Text block |
########
In an earlier book How the Mighty Fall, Mr. Collins researches formerly great but failed companies, why they failed and how some companies recovered and returned to greatness. Apple, like IBM has already recovered from past near failures. Mr. Collins' research identifies five stages of decline that are present in failing or failed companies.
The first crack in a company's armor is overconfidence created from past success. Demonstrable hubris manifests itself in different forms. It might be demonstrated by getting into a business that they know very little about. It might be rushing a product to market, pursuing growth that they cannot support, risky decisions that appear to have conflicting evidence or just plain neglect born of arrogance. Apple has clearly been successful since Mr. Jobs started his second tour of duty. Mr. Cook has said, "The most important thing to Apple is to make the best products in the world that enrich customers' lives." Outsiders are frustrated by the limited flow of information from Apple but at this point the term hubris (excessive pride) does not seem to apply to Apple.
The second stage of decline is the undisciplined pursuit of more. It is commonly understood that most companies fail or falter because they become complacent and failing to innovate, an allegation we often see in the media regarding Apple. Mr. Collins' work demonstrates that complacency is seldom the cause for decline but over reaching is more often the problem. Growing the company too fast, not being able to hire enough highly qualified people or acquiring companies that they are unable to absorb efficiently or in a timely manner are indications of over reaching. This is the area that probably least applies to Apple, demonstrated by their conservative use of a very large cash position and the constant calls in the media to spend that money in some spectacular way.
########
What the exercise asks |
Reproduce the full text on Apple and the stages of corporate decline word for word.

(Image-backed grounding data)
########
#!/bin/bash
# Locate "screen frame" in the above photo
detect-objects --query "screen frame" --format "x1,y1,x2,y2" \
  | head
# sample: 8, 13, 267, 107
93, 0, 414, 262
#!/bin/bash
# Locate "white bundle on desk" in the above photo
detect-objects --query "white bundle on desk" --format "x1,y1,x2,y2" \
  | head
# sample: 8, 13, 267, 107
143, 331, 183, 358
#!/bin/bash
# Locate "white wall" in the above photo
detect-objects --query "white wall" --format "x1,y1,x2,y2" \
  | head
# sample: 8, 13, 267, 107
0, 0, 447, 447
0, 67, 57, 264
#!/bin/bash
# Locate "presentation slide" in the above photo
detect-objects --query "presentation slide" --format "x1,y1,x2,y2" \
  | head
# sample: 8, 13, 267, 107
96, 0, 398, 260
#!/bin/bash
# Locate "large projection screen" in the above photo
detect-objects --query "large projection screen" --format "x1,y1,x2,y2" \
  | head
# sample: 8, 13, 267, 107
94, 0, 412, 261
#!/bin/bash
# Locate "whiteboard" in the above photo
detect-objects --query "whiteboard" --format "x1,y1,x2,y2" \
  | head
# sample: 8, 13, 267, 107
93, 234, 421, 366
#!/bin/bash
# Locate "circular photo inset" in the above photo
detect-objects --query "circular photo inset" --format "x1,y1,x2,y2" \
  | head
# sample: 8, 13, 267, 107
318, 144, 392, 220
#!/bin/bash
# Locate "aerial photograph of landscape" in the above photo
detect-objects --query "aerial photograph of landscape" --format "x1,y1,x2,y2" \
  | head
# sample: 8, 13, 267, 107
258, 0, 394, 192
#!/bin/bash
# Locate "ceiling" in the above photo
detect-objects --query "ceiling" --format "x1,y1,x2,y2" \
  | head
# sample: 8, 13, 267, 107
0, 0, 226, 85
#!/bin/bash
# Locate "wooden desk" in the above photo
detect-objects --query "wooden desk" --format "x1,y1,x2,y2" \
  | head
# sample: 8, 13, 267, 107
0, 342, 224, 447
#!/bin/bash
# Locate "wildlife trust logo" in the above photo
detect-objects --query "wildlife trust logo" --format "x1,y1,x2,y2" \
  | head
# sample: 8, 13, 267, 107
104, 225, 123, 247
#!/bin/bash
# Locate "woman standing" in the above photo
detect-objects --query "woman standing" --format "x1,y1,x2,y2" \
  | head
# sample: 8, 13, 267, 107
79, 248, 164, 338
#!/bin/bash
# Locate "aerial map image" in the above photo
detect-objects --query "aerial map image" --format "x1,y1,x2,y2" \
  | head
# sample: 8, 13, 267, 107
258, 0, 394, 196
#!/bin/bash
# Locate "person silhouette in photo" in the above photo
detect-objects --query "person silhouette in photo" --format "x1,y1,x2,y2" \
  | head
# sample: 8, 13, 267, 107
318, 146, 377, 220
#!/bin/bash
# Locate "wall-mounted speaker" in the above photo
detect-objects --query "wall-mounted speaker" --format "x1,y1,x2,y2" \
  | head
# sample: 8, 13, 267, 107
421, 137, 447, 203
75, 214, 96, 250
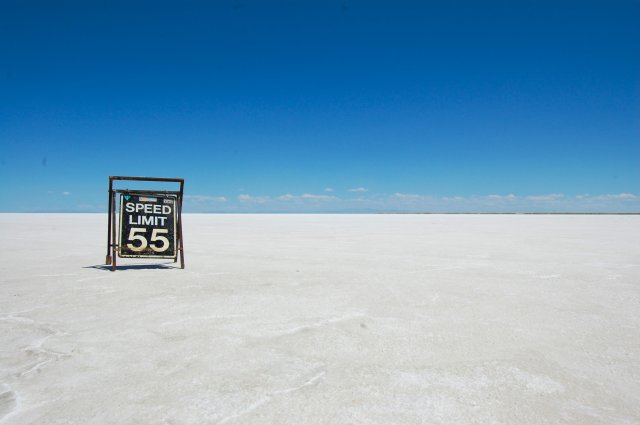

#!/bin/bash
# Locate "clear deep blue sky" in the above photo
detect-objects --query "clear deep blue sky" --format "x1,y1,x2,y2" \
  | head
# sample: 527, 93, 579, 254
0, 0, 640, 212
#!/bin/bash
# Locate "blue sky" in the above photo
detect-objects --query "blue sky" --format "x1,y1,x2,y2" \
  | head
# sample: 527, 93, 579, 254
0, 0, 640, 212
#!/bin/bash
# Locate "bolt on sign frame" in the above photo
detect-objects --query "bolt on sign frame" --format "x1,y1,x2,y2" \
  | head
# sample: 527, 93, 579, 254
105, 176, 184, 271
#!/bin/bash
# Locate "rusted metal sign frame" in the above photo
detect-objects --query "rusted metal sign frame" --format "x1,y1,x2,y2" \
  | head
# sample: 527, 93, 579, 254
105, 176, 184, 271
114, 189, 180, 263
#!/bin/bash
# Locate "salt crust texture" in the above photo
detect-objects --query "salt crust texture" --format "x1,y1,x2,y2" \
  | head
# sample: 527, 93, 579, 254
0, 214, 640, 425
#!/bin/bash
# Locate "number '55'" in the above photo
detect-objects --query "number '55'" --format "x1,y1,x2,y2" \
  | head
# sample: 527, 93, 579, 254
127, 227, 169, 252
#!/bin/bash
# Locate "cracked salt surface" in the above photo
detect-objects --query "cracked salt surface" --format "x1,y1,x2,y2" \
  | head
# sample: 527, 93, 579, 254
0, 214, 640, 425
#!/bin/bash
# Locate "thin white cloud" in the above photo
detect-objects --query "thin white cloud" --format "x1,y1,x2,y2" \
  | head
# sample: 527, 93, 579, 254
300, 193, 336, 201
393, 192, 430, 200
576, 193, 640, 201
487, 193, 517, 201
184, 195, 227, 202
238, 193, 269, 204
526, 193, 564, 202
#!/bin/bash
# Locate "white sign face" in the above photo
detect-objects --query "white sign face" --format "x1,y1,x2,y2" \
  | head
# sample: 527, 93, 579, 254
118, 192, 178, 259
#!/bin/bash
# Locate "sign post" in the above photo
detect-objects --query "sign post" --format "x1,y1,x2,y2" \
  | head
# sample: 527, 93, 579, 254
106, 176, 184, 271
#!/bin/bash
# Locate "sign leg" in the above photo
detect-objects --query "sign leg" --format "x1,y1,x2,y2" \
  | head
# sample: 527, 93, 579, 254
111, 194, 117, 272
105, 177, 113, 265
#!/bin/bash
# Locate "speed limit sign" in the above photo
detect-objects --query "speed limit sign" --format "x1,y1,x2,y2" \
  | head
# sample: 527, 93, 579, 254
118, 192, 177, 259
########
Task result |
In an earlier book How the Mighty Fall, Mr. Collins researches formerly great but failed companies, why they failed and how some companies recovered and returned to greatness. Apple, like IBM has already recovered from past near failures. Mr. Collins' research identifies five stages of decline that are present in failing or failed companies.
The first crack in a company's armor is overconfidence created from past success. Demonstrable hubris manifests itself in different forms. It might be demonstrated by getting into a business that they know very little about. It might be rushing a product to market, pursuing growth that they cannot support, risky decisions that appear to have conflicting evidence or just plain neglect born of arrogance. Apple has clearly been successful since Mr. Jobs started his second tour of duty. Mr. Cook has said, "The most important thing to Apple is to make the best products in the world that enrich customers' lives." Outsiders are frustrated by the limited flow of information from Apple but at this point the term hubris (excessive pride) does not seem to apply to Apple.
The second stage of decline is the undisciplined pursuit of more. It is commonly understood that most companies fail or falter because they become complacent and failing to innovate, an allegation we often see in the media regarding Apple. Mr. Collins' work demonstrates that complacency is seldom the cause for decline but over reaching is more often the problem. Growing the company too fast, not being able to hire enough highly qualified people or acquiring companies that they are unable to absorb efficiently or in a timely manner are indications of over reaching. This is the area that probably least applies to Apple, demonstrated by their conservative use of a very large cash position and the constant calls in the media to spend that money in some spectacular way.